* _INPUT DATA_:
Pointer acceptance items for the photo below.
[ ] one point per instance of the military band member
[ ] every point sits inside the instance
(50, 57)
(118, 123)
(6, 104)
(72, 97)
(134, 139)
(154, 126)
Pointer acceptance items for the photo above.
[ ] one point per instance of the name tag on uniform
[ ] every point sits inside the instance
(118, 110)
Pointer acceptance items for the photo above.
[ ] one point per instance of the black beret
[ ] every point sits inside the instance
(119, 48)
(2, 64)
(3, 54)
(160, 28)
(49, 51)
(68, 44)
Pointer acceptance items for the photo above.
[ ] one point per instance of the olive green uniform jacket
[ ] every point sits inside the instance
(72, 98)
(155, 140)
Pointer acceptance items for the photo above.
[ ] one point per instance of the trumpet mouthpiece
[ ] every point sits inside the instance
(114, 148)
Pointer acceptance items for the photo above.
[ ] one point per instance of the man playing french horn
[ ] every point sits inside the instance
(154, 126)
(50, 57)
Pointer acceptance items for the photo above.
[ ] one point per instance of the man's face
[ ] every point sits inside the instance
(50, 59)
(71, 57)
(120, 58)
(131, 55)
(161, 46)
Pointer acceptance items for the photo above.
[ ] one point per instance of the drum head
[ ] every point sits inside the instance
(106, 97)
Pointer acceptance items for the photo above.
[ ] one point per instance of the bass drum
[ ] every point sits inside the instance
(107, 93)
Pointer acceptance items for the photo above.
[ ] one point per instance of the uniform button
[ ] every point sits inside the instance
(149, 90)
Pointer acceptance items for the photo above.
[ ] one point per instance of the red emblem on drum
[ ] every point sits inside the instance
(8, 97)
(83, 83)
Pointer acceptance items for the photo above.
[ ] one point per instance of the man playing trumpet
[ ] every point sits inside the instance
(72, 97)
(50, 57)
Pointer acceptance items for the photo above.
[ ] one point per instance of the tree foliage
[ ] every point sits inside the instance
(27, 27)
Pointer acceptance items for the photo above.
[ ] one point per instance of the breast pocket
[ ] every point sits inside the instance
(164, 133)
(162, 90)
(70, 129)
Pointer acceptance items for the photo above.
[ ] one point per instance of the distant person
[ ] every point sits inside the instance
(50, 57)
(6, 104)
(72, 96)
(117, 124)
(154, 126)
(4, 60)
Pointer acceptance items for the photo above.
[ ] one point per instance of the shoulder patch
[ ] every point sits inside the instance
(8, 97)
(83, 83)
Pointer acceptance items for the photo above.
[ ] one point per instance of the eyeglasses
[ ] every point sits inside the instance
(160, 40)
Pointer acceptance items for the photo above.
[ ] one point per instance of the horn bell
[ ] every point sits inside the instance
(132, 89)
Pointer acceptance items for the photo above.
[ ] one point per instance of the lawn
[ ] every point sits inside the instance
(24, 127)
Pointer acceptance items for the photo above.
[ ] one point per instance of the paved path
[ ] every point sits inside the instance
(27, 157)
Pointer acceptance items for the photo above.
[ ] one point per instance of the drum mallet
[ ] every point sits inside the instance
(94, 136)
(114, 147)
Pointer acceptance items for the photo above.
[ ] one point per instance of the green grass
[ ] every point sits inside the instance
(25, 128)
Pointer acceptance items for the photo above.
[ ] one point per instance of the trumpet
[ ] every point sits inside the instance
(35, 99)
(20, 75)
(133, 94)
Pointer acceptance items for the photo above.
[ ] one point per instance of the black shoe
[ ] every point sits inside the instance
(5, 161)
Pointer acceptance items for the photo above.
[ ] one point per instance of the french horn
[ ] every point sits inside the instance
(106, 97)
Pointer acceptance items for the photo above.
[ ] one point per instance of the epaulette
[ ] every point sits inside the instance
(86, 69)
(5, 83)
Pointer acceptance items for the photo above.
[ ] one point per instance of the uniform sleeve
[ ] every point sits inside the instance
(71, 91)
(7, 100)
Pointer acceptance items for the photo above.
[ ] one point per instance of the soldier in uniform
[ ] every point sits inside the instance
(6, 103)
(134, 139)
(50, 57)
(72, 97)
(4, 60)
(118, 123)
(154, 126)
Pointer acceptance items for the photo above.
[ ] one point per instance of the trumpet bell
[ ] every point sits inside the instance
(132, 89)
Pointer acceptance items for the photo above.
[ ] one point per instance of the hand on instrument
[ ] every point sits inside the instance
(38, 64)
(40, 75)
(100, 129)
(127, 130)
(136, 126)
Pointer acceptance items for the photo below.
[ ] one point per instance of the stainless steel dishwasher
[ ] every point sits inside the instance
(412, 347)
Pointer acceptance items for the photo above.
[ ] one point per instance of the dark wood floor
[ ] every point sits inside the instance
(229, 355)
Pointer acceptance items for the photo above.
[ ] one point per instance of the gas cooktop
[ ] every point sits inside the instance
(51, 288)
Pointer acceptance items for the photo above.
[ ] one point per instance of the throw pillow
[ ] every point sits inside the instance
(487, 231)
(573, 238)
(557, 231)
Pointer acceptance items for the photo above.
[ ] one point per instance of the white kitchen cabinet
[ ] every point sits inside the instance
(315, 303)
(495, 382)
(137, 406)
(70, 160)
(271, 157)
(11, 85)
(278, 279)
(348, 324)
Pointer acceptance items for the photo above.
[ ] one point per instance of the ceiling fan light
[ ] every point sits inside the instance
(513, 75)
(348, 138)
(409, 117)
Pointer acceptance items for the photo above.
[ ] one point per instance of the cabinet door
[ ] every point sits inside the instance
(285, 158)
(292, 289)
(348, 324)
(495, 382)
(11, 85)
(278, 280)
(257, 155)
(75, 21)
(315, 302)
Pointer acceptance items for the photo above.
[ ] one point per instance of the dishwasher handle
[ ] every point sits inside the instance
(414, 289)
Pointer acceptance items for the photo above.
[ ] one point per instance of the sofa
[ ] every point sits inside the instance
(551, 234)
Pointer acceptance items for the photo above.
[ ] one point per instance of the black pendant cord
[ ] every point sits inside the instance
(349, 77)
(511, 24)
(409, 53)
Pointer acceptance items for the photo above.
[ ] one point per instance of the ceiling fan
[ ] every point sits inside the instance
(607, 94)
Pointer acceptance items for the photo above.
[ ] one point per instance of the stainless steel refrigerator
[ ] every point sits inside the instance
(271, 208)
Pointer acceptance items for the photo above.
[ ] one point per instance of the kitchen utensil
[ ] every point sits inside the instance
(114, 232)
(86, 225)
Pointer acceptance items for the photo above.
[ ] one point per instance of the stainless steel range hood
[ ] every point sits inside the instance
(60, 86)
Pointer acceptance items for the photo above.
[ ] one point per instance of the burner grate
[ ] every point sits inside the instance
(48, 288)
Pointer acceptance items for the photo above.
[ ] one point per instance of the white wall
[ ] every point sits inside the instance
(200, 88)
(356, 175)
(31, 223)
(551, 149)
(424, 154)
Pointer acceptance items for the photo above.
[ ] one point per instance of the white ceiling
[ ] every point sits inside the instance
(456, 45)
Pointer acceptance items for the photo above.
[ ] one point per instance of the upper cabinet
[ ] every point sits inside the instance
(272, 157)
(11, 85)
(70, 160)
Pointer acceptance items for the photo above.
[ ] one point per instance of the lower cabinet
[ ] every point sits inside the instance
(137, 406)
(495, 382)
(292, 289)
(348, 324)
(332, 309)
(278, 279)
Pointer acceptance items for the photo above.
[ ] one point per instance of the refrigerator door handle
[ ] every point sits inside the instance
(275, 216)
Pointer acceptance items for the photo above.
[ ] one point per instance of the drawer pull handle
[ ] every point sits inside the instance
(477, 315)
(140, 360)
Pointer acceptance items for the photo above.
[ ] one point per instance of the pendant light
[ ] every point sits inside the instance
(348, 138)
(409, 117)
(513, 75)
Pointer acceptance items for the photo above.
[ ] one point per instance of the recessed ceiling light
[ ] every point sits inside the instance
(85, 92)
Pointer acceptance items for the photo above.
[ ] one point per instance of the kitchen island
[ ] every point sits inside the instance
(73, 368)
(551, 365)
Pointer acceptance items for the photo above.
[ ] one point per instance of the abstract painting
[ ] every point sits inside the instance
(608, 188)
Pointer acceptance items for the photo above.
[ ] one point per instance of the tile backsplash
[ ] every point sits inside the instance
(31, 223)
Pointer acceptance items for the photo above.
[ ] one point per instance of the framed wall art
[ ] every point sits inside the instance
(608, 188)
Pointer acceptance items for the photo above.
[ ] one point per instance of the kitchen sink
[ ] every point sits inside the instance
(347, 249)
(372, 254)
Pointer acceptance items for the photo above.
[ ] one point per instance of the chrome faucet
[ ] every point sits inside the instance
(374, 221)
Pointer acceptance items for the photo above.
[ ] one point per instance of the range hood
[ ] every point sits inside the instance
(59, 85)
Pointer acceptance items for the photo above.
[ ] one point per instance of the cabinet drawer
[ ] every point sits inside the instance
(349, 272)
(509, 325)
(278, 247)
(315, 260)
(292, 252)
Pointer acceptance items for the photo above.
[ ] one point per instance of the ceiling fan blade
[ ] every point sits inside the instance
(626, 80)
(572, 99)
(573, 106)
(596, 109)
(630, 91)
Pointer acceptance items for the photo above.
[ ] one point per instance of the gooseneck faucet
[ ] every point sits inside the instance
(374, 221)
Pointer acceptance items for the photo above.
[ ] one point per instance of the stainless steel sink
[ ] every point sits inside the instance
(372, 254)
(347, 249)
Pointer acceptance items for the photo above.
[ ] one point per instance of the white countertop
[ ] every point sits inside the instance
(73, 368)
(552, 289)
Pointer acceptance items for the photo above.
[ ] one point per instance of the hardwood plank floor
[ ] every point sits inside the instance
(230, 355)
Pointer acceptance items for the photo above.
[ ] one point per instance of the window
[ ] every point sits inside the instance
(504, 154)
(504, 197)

* _WHAT YOU ARE ASKED TO DO_:
Please list every line of the rows above that contains the word "drum".

* _TASK OUTPUT_:
[ ] one point per instance of the drum head
[ ] one point per instance of the bass drum
[ ] one point per instance of the red emblem on drum
[ ] one point per instance of the drum mallet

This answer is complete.